Given passage |
+ + + + + + +

Hacked

ADB Exploit Leaves Thousands Of Android Devices Exposed To Attackers

A network worm has surfaced on Android devices that exploits Android Debug Bridge (ADB) feature of the mobile OS – a feature that is enabled by default by phone manufacturers.

Security researcher Kevin Beaumont revealed this issue in a blog post stating that ADB is completely unauthenticated and thousands of Android devices connected to the internet are currently being exploited through this vulnerability.

How does the exploitation take place?

Hardware manufacturers ship their products with Android Debug Bridge left enabled, and the service listens to TCP port 5555 through which anyone can connect to a device over the internet.

“However, to enable it — in theory — you have to physically connect to a device using USB and first enable the Debug Bridge,” says Kevin.

Given that ADB is a troubleshooting utility, it allows a user to access several sensitive tools, including a Unix shell. Exploiting this very feature, a cryptocurrency miner called ADB.Miner worm spread to several devices in February. It could scan for new devices to infect by using port 5555.

The risks at stake

According to Kevin, there are thousands of Android-based devices still exposed online. Anybody connected to a device running ADB can execute commands remotely.

“This is highly problematic as it allows anybody — without any password — to remotely access these devices as ‘root’ — the administrator mode — and then silently install software and execute malicious functions.”

ADB.Miner is still active

The ADB.Miner worm that was first spotted in February by Qihoo 360 Netlab is very much alive, and the scanning activity on port 5555 hasn’t yet stopped. Millions of scans recorded in the last month itself.

“Using data from Qihoo 360’s Netlab – which features extracts from Netflow data in ISPs and transit providers – we can see massive amounts of port 5555 traffic arriving live.” Kevin added.

The solution

Kevin advises Android device owners to disable the ADB interface immediately. “These are not problems with Android Debug Bridge itself,” said Kevin. “ADB is not designed to be deployed in this manner.”

He also added that vendors should not ship products with Android Debug Bridge enabled over a network because it leads to the creation of a Root Bridge – a situation where anybody can misuse devices.

+ + + + + + +

Collected data |
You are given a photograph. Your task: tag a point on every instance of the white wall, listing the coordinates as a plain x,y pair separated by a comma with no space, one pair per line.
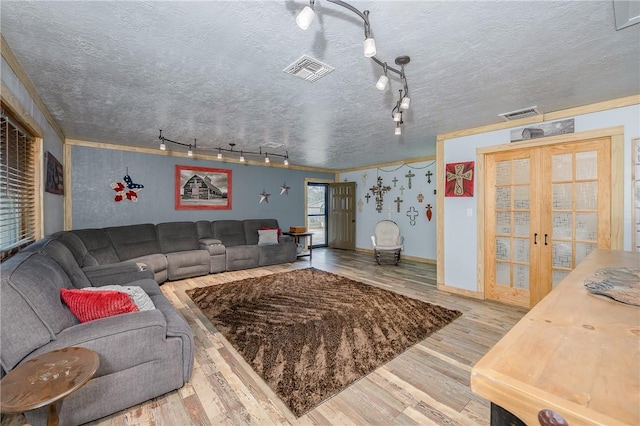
53,205
419,238
460,231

+ + + + + + +

Exercise requirements |
• 1. According to the article, which TCP port does the Android Debug Bridge service listen on?
• 2. Set down the part of the article starting with "ADB.Miner is still" and going on through "can misuse devices.".
Rely only on the article for what follows.

Per-task outputs |
• 1. TCP port 5555.

• 2.
ADB.Miner is still active

The ADB.Miner worm that was first spotted in February by Qihoo 360 Netlab is very much alive, and the scanning activity on port 5555 hasn’t yet stopped. Millions of scans recorded in the last month itself.

“Using data from Qihoo 360’s Netlab – which features extracts from Netflow data in ISPs and transit providers – we can see massive amounts of port 5555 traffic arriving live.” Kevin added.

The solution

Kevin advises Android device owners to disable the ADB interface immediately. “These are not problems with Android Debug Bridge itself,” said Kevin. “ADB is not designed to be deployed in this manner.”

He also added that vendors should not ship products with Android Debug Bridge enabled over a network because it leads to the creation of a Root Bridge – a situation where anybody can misuse devices.